Phrase grounding data:

Segment Open

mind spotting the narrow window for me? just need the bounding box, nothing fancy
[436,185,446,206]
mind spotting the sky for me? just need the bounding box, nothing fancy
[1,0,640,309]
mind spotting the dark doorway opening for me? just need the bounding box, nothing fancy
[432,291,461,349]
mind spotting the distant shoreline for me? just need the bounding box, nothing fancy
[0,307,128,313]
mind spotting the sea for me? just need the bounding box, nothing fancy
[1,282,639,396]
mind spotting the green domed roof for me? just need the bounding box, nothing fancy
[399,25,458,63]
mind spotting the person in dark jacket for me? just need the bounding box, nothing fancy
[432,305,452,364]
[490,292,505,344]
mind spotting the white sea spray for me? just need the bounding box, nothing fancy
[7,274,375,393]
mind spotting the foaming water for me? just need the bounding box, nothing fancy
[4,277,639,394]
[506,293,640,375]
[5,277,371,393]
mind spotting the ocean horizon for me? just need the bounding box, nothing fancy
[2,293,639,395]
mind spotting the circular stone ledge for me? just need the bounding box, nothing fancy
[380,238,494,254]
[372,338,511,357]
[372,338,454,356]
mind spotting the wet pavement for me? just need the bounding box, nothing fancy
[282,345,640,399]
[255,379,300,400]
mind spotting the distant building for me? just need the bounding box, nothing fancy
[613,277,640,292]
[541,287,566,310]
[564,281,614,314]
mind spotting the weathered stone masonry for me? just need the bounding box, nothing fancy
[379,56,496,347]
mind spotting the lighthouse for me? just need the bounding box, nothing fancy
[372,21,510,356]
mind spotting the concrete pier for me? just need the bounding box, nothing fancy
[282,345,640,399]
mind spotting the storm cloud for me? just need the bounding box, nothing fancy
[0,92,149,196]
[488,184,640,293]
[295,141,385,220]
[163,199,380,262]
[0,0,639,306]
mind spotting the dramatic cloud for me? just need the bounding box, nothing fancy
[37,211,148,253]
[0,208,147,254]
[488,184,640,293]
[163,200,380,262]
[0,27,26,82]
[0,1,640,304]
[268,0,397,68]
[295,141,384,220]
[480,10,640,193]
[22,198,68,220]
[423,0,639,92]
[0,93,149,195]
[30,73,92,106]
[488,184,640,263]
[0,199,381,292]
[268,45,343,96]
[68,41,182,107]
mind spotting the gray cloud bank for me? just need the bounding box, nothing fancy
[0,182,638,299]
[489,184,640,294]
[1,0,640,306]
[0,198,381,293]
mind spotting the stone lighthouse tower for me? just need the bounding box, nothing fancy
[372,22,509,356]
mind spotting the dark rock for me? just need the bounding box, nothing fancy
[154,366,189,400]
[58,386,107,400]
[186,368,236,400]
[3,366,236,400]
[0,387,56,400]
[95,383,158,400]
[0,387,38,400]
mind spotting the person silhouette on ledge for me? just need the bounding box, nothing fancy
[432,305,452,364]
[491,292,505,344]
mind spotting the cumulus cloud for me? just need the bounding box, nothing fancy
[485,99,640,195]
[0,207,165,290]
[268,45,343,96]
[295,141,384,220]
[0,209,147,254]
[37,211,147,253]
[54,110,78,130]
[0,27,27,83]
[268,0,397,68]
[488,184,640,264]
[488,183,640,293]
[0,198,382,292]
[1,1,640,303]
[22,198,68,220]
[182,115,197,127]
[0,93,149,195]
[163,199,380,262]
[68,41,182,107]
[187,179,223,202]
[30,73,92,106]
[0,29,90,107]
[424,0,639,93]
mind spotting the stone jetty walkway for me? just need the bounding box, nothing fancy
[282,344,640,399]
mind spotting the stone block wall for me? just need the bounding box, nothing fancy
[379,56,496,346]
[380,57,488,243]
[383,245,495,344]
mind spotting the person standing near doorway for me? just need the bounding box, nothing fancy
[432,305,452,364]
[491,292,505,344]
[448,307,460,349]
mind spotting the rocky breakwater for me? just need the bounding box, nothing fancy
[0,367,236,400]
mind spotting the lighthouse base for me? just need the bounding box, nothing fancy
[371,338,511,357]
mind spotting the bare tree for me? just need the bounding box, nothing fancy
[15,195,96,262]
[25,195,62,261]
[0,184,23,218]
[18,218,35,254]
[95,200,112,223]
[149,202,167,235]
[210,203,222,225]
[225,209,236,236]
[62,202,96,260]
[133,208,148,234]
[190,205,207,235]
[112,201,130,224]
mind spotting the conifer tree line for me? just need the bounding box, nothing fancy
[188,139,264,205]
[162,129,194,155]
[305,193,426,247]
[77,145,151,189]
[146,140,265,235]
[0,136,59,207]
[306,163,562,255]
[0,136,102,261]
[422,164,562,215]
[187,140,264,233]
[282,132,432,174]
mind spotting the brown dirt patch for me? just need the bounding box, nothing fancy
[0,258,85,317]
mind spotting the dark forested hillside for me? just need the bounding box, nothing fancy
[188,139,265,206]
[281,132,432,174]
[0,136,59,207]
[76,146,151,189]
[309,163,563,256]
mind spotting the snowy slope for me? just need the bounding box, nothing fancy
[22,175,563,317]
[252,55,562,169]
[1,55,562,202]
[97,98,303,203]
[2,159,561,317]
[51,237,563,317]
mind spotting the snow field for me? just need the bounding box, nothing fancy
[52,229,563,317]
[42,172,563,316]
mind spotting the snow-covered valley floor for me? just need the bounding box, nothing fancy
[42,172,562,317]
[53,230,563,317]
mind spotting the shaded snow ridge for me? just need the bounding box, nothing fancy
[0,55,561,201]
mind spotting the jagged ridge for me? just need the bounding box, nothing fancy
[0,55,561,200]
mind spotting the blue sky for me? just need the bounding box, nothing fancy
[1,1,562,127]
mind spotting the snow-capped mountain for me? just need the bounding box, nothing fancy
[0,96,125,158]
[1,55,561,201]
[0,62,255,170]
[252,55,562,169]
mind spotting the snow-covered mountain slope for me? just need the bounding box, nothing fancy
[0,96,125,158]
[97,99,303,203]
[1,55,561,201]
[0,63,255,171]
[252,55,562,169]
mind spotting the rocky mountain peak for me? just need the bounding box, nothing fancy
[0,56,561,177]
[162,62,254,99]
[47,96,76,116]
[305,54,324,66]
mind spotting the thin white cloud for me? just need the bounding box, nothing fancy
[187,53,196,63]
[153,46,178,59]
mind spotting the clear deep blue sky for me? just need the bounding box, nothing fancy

Segment Closed

Would you please reproduce the entries above word for word?

### Task answer
mind spotting the narrow window for me? just need the bounding box, nothing fancy
[436,185,446,206]
mind spotting the sky for me? just need the bounding box, nothing fancy
[1,0,640,309]
mind spotting the dark doorway opening for me? just need the bounding box, nothing fancy
[432,291,461,349]
mind spotting the distant shoreline for me? just need the bounding box, nothing fancy
[0,307,128,313]
mind spotting the sea for me? just need the bounding box, nothing fancy
[1,282,639,396]
mind spotting the green domed roof for me? just need the bounding box, nothing fancy
[399,25,458,63]
mind spotting the person in dark jacket for me? just need the bounding box, nothing fancy
[432,305,452,364]
[490,292,505,344]
mind spotting the white sea spray for me? just need the bounding box, nothing fancy
[7,274,375,393]
mind spotting the foaming water for me? just need the bounding box, nothing fancy
[4,277,639,394]
[506,293,640,375]
[5,277,371,393]
mind spotting the ocean horizon for me? just need the bounding box, nothing fancy
[2,293,639,395]
mind spotting the circular stone ledge for me? just need the bounding box, nothing fancy
[380,238,494,254]
[372,338,511,357]
[372,338,454,356]
mind spotting the wet pavement for me? just need the bounding box, nothing fancy
[282,345,640,399]
[255,379,300,400]
mind spotting the distant building for me? just need the bounding box, nothing fancy
[613,277,640,292]
[541,287,566,310]
[564,281,614,314]
mind spotting the weathered stone masonry for me? just need the bounding box, nothing fancy
[379,56,496,347]
mind spotting the lighthouse for me? just need the bounding box, nothing fancy
[372,21,510,356]
mind spotting the concrete pier for me? just need the bounding box, nothing fancy
[282,345,640,399]
mind spotting the storm cloud for me? just need the bounding box, nothing fancy
[0,92,149,196]
[488,184,640,293]
[295,141,385,220]
[163,199,380,262]
[0,0,639,306]
mind spotting the dramatic cloud for me? just need the bounding box, nothing fancy
[37,211,148,253]
[0,208,147,254]
[488,184,640,293]
[163,200,380,262]
[0,27,26,82]
[0,1,640,304]
[268,0,397,68]
[295,141,384,220]
[480,10,640,193]
[22,198,68,220]
[423,0,639,92]
[0,93,149,195]
[30,73,92,106]
[488,184,640,263]
[0,199,381,292]
[268,45,343,96]
[68,41,182,107]
mind spotting the gray cloud bank for me? just need the bounding box, nothing fancy
[0,182,638,299]
[489,184,640,294]
[1,0,640,306]
[0,198,381,293]
mind spotting the stone lighthouse tower for me? just need the bounding box, nothing fancy
[372,22,509,356]
mind spotting the dark rock for me? just need the bounding box, nothing fancy
[154,366,189,400]
[58,386,107,400]
[186,368,236,400]
[3,366,236,400]
[0,387,56,400]
[95,383,158,400]
[0,387,38,400]
mind spotting the person silhouette on ledge for me? just need the bounding box, nothing fancy
[432,305,452,364]
[491,292,505,344]
mind spotting the cumulus cloud for me? just need the bounding box, nothing fancy
[485,99,640,195]
[0,207,165,290]
[268,45,343,96]
[295,141,384,220]
[0,209,147,254]
[37,211,147,253]
[54,110,78,130]
[0,27,27,83]
[268,0,397,68]
[488,184,640,264]
[488,183,640,293]
[0,198,382,292]
[1,1,640,303]
[22,198,68,220]
[182,115,197,127]
[0,93,149,195]
[163,199,380,262]
[68,41,182,107]
[187,179,223,202]
[30,73,92,106]
[0,29,90,107]
[424,0,639,93]
mind spotting the stone jetty walkway for me? just need the bounding box, nothing fancy
[282,344,640,399]
mind spotting the stone block wall for me? just need the bounding box, nothing fancy
[379,56,496,346]
[380,57,488,243]
[383,245,495,344]
mind spotting the person standing near doorway for me? just need the bounding box, nothing fancy
[432,305,452,364]
[491,292,505,344]
[448,307,460,349]
mind spotting the rocky breakwater for me? just need the bounding box, nothing fancy
[0,367,236,400]
mind spotting the lighthouse base for me? just need the bounding box, nothing fancy
[371,338,511,357]
mind spotting the bare tree for me? just need the bounding box, nothing fancy
[15,195,96,262]
[25,195,62,261]
[0,184,23,218]
[18,218,35,254]
[95,200,112,223]
[149,202,167,235]
[210,203,222,225]
[225,209,236,236]
[62,202,96,260]
[133,208,148,234]
[190,205,207,235]
[112,201,130,224]
mind spotting the conifer tree line for me? just need the bounding box, nothing fancy
[188,139,264,205]
[162,129,194,155]
[305,193,426,247]
[77,145,151,189]
[146,140,265,235]
[0,136,59,207]
[306,163,562,255]
[0,136,102,261]
[422,164,562,215]
[187,140,264,233]
[282,132,432,174]
mind spotting the brown dirt patch for me? just need the bounding box, nothing fancy
[0,258,85,317]
mind spotting the dark forested hillside for me? just need the bounding box, nothing fancy
[188,139,265,206]
[281,132,432,174]
[0,136,59,207]
[76,146,151,189]
[309,163,563,256]
mind spotting the snowy slope for me? just need the bounding box, nothing fancy
[22,175,563,317]
[252,55,562,169]
[1,55,562,202]
[97,98,303,203]
[2,159,561,317]
[51,237,563,317]
mind spotting the snow field for me? just need the bounding box, nothing fancy
[52,229,563,317]
[42,172,563,316]
mind spotting the snow-covered valley floor for me? just need the bounding box, nothing fancy
[42,172,562,317]
[53,230,563,317]
mind spotting the shaded snow ridge for me? just need the bounding box, nothing fancy
[0,55,561,201]
mind spotting the jagged ridge for me? just need the bounding box, nothing fancy
[0,55,561,200]
mind spotting the blue sky for me? just need the bounding box, nothing fancy
[1,1,562,127]
mind spotting the snow-capped mountain for me? just need the bounding box, nothing fancy
[0,96,125,158]
[1,55,561,201]
[0,62,255,170]
[252,55,562,169]
mind spotting the snow-covered mountain slope for me? just need the bounding box, nothing fancy
[0,96,125,158]
[97,99,303,203]
[1,55,561,201]
[0,63,255,171]
[252,55,562,169]
mind spotting the rocky mountain peak for me? just need the bounding box, nothing fancy
[0,56,561,177]
[162,62,254,99]
[47,96,76,116]
[305,54,324,66]
mind spotting the thin white cloud for me? just need the bounding box, nothing fancy
[187,53,196,63]
[153,46,178,59]
mind spotting the clear deep blue sky for me? just need the bounding box, nothing fancy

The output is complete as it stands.